= Enunciado =
Según el fragmento, ¿a quién atribuyen las investigaciones más recientes la autoría de la comedia Los novios de Hornachuelos?

= Fragmento =
= = = =
Soy yo otra
vez, el revolucionario converso. Hoy vengo otra vez a contar mi experiencia,
por si puede servir a otros, porque últimamente uno ve y oye cosas que le
despiertan el celo ígneo del converso. En todo caso, advierto que las
siguientes líneas son de mi exclusiva y personal responsabilidad, que podrán
ser compartidas o no (de ello dependerá su efectiva publicación), pero que no
son ni pretenden ser una declaración institucional por parte de la Comunión Tradicionalista
Carlista.
Procedo
de un medio social en que la única “monarquía”
conocida es, digámoslo así, la oficial del Estado español. Con esto creo que
todos podrán hacerse una idea de los sentimientos que abrigaba al respecto. Por
tanto, mi itinerario personal hacia el tradicionalismo siempre tuvo un escollo
que, durante mucho tiempo, me pareció insalvable.
Después
de leer a nuestros clásicos, aprendí y valoré las diversas razones de la monarquía, pero aún faltaba algo para decidirme a dar
el paso. No en vano, muchos autores de diversas escuelas, han defendido que la
república presidencial es la forma funcional actual de la monarquía. Necesitaba
otras razones… cordiales.
Después
de espigar en muchos libros y autores lo encontré: Eugenio VEGAS LATAPIÉ cita a
este respecto unos versos de Los
novios de Hornachuelos (1629), una comedia tradicionalmente atribuida a
LOPE DE VEGA, pero cuya verdadera autoría, a tenor de los resultados de las más
recientes investigaciones, corresponde a Luis VÉLEZ DE GUEVARA:
“Hízose herencia después,
para evitar las disensiones
en las nuevas elecciones”.
= = = =
= Datos proporcionados =
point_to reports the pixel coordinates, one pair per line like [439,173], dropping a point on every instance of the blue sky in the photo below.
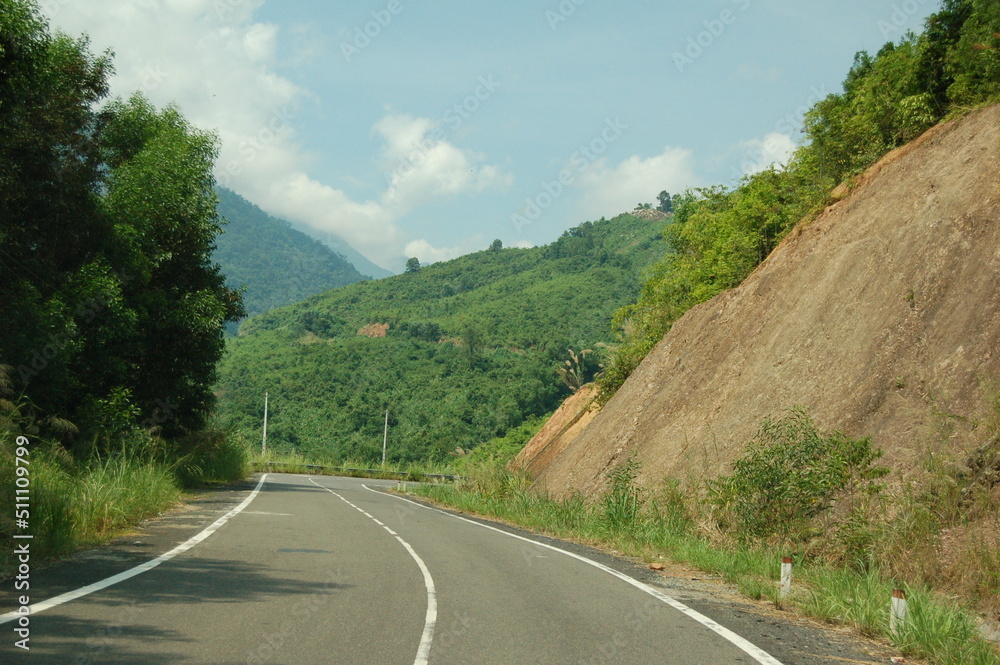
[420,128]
= = = =
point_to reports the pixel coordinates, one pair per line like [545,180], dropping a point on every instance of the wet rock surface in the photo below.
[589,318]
= = = =
= Respuesta =
A Luis Vélez de Guevara.